Entries from an annotation dataset:
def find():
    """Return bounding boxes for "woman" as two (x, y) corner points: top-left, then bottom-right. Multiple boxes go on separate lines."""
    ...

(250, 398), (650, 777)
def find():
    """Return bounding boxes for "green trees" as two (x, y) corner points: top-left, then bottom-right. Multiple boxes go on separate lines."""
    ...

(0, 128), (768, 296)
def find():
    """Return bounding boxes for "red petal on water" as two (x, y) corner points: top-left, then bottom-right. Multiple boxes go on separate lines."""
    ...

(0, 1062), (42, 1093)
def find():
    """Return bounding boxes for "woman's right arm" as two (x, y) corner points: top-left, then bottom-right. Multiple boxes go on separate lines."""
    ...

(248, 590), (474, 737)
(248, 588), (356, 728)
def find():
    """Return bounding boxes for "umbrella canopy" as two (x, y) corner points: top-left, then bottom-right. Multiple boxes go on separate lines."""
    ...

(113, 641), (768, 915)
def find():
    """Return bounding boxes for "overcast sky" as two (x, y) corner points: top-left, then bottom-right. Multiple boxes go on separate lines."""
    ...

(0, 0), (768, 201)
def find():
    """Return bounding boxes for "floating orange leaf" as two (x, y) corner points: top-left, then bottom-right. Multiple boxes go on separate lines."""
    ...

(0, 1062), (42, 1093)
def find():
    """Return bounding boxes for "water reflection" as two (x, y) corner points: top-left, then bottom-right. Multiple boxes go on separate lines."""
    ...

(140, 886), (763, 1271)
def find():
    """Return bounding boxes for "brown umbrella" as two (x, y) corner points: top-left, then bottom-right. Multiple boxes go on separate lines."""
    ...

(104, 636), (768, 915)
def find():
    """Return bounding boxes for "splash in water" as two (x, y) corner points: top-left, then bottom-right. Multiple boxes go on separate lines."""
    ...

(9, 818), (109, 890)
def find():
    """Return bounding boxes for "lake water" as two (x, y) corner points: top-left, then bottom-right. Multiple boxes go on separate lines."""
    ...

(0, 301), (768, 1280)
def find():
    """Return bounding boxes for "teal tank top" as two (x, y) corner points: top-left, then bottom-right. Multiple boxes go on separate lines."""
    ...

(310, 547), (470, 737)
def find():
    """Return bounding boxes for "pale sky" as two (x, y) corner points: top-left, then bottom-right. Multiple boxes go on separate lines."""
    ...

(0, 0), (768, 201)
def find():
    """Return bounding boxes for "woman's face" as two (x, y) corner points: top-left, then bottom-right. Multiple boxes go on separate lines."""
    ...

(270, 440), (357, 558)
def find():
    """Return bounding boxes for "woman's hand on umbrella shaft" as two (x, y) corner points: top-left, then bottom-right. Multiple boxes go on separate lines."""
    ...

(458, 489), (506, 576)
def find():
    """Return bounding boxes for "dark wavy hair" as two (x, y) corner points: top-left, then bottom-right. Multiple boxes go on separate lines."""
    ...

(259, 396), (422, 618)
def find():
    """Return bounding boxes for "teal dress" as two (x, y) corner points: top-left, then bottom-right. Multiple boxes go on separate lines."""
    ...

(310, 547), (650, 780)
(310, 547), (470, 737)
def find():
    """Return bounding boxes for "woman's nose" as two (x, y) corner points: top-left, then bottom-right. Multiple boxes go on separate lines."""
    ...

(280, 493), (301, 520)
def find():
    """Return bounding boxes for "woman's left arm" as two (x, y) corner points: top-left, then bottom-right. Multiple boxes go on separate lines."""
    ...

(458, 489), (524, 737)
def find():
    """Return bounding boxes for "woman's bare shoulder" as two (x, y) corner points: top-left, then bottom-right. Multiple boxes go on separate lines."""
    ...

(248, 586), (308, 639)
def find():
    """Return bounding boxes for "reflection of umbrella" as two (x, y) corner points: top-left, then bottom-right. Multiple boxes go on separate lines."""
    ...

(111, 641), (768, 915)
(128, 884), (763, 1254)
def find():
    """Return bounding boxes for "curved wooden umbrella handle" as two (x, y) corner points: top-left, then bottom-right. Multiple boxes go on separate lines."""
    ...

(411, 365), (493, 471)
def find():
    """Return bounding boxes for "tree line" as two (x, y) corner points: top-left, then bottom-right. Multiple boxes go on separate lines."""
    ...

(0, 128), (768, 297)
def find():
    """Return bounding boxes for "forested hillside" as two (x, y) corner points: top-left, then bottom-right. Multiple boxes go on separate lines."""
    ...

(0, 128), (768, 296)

== STATED GOAL ==
Show every line of the entries above that contains the word "water". Case counts.

== OUTPUT OF THE EXERCISE ==
    """Return bounding boxes for "red petal on water" as two (x, y) corner points: top-left, then bottom-right. Multiple boxes go on separate lines."""
    """Return bounding boxes for "water reflection" as two (x, y) corner points: top-left, then bottom-right. Multiple boxes go on separate lines."""
    """Return bounding boxes for "splash in water" as two (x, y) corner points: top-left, then bottom-right. Multiple boxes go on separate lines."""
    """Return bounding boxes for "lake water" as two (x, y) corner points: top-left, then bottom-right. Multiple boxes go on separate lines."""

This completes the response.